■ **TEXT TO READ**:
## Start

# any scattante cyclocross owners ?



## dirt_diggler_1 (Mar 10, 2004)

Hello,
I am curious to see a scattante cyclocross build. I have a KHX CX100 and would like to build up a scattante aluminum ss. I have search on this forum, but no posting of pics. I am also wanting a sloping top tube frame and wondered if the scattante had this feature. 

Thanks in advance. 

dirt diggler


----------



## Red Sox Junkie (Sep 15, 2005)

I'm looking at that frame/fork/headset combo right now for $249 on their website. I believe it does have a sloping top tube (geometry listing makes it appear so). I was hoping someone would chime in and tell us about the frame!


----------



## tihipscrew (Jul 15, 2002)

*Yes I have one...*

I folded up a Redline Conquest Pro, need a bike to train with, got this. It will likely end up a pit bike. I can recommend it generally. For racing, not so much. But then, that's probly not where Perf is aiming.

I've had it for 3 weeks, and put about 250 miles on it on vacation last week.

Dims: I'm 6', average proportions. I like a 56.5cm top tube, same as on my road bike, even for cx racing. Bike is nominal 57cm, has a 57 cm eff. top tube, sloping. 
Actual frame weight: 3.75 lbs. 
Carbon/allow fork actual weight: 660gm. Trimmed: 630gm. 
Comes with an FSA "economical" grade integrated, cross specific (with hanger) headset.

Spec'ed: I threw on my old bike's parts--spooky brakes, some older 600 crank arms, dura ace 9spd shifters and ultegra derailleurs. All in with training road wheels it's 19.3 pounds. Not light, but not quite tank territory.

Reactions:
Frame is true, welds are even, black paint is rather nice. 
Well finished-- brazeons for rear rack topmounts, single dropout eyelets both front(!) and rear. Yes, they welded little eyelets on the carbon fork's alloy fork ends. Considered grinding them off, but how much could they possibly weigh? 
Double waterbottle brazeons. 
Comes with extra derailleur hanger and a small bottle of touch up paint. Nice.

Likes:
Rides very nicely, but the fork should really have 43mm of rake--it has 45. Combined with the steep front end, the bike is nearly twitchy. No hands feels a but sketchy. Fortunately, the frame is stiff and true, and tracks with stability.
It's really stiff.
Fork has very good clearance-- TUFO 32s have plenty of space. Rear triangle is a wee bit tighter, but it's good. 
Value-- For the 275 I spent, this is quite nice.
Versatility.

Dislikes:
Well, bear in mind I want this for cx only-- I have a touring bike. So, here goes: 
1. THAT TOP TUBE IS DIABOLICAL. It's essentially triangular in cross section, with the quite pointy side down. I'm dreading shouldering this bike, and thank heaven that I usually don't portage in the classic style. Also, sloping top tube for cx is a negative, it just makes the triangle smaller.

## End

■ **EXTRACTED DATA**:

## Start

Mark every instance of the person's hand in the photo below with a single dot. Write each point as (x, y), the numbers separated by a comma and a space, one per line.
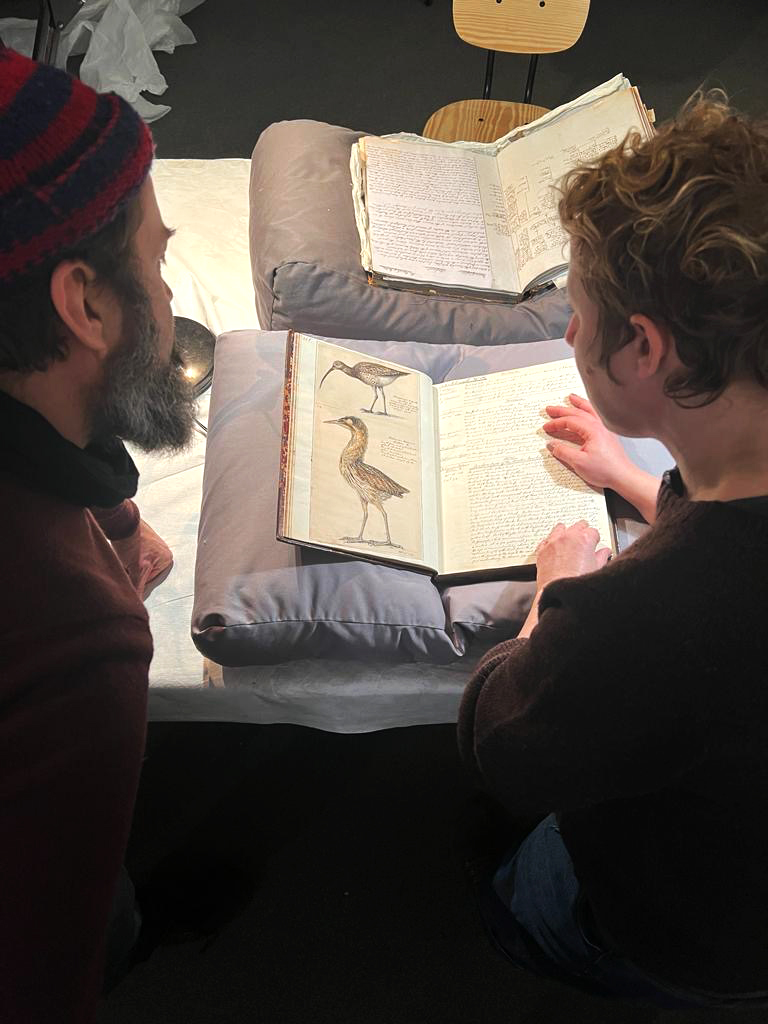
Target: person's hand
(597, 455)
(146, 558)
(564, 552)
(567, 552)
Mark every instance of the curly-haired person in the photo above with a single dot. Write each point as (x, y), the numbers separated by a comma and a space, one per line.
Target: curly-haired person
(86, 361)
(631, 713)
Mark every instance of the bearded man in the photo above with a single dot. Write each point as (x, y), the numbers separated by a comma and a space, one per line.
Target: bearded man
(86, 361)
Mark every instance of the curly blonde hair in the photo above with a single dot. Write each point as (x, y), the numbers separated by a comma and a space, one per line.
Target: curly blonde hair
(676, 227)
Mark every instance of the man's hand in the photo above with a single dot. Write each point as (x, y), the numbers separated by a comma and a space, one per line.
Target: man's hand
(565, 552)
(146, 558)
(597, 455)
(599, 460)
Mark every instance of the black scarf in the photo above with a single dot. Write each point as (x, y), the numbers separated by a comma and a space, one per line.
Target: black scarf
(100, 475)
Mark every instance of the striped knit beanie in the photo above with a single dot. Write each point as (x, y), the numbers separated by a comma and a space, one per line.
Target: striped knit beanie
(70, 159)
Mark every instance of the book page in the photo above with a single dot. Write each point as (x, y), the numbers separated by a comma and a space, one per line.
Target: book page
(531, 167)
(361, 478)
(501, 491)
(436, 214)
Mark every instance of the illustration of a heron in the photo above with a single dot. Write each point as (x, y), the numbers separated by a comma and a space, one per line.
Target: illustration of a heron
(371, 484)
(373, 374)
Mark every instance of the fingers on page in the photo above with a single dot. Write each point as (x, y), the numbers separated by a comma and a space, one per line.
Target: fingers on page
(581, 402)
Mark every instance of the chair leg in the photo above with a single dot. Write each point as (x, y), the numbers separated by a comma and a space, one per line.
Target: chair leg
(488, 74)
(529, 80)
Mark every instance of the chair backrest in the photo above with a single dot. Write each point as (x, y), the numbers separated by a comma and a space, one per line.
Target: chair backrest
(520, 26)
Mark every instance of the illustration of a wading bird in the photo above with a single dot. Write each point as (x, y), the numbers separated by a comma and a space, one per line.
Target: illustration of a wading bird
(371, 484)
(373, 374)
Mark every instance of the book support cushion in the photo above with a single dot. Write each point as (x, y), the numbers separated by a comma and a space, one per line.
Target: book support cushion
(258, 601)
(305, 257)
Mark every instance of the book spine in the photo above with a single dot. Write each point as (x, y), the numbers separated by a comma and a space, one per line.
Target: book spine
(284, 485)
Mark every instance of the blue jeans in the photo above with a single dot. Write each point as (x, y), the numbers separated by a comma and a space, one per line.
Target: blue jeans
(539, 919)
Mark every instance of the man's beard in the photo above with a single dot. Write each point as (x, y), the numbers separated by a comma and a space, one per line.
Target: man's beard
(143, 399)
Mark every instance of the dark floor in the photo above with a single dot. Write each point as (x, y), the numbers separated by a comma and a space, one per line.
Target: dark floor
(358, 910)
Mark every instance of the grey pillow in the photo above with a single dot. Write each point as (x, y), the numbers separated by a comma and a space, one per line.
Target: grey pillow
(305, 256)
(260, 601)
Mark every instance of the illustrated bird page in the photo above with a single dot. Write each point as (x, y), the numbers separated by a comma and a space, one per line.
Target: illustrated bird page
(367, 456)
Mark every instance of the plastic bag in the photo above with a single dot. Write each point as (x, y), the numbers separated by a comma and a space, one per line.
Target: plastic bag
(118, 38)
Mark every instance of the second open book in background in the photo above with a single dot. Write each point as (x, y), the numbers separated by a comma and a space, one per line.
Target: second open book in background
(481, 219)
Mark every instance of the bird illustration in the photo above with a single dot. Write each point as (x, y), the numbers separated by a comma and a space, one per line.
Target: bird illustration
(371, 484)
(373, 374)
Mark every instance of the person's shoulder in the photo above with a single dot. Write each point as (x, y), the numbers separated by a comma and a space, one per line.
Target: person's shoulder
(56, 557)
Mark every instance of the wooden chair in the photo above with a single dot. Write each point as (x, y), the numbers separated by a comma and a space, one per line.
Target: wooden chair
(515, 27)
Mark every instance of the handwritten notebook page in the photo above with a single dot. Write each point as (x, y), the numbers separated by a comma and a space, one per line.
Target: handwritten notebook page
(436, 214)
(530, 169)
(502, 492)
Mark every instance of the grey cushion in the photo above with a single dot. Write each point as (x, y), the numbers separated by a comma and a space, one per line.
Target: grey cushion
(305, 256)
(260, 601)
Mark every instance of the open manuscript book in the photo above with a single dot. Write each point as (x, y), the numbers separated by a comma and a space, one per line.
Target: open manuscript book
(468, 218)
(451, 478)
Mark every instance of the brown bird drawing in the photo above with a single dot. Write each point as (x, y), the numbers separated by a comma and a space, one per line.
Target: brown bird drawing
(373, 374)
(371, 485)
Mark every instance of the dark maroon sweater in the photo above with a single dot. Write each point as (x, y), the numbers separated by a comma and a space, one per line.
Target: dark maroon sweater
(638, 712)
(75, 650)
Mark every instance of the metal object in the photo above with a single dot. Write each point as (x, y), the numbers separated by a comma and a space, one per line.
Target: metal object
(53, 16)
(195, 350)
(373, 374)
(489, 59)
(529, 81)
(371, 485)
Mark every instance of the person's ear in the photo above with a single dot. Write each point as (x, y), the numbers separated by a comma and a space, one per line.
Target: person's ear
(652, 346)
(87, 309)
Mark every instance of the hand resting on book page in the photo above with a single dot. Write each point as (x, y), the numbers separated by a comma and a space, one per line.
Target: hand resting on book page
(566, 551)
(597, 456)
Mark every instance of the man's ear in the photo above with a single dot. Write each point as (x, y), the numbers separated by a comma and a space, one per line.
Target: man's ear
(87, 309)
(652, 346)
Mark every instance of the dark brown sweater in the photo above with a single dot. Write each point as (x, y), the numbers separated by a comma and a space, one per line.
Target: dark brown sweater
(638, 712)
(75, 649)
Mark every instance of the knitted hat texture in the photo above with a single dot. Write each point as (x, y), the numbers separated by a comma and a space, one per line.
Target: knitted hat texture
(70, 159)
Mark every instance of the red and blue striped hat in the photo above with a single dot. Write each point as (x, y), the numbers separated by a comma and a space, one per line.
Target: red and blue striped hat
(70, 159)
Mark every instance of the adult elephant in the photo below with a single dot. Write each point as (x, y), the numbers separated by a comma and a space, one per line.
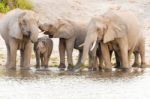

## End

■ **WORK TO DO**: Quote the Scattante cyclocross thread above word for word, from "Comes with extra" to "Versatility.".

■ **ANSWER TO THIS TASK**:
Comes with extra derailleur hanger and a small bottle of touch up paint. Nice.

Likes:
Rides very nicely, but the fork should really have 43mm of rake--it has 45. Combined with the steep front end, the bike is nearly twitchy. No hands feels a but sketchy. Fortunately, the frame is stiff and true, and tracks with stability.
It's really stiff.
Fork has very good clearance-- TUFO 32s have plenty of space. Rear triangle is a wee bit tighter, but it's good. 
Value-- For the 275 I spent, this is quite nice.
Versatility.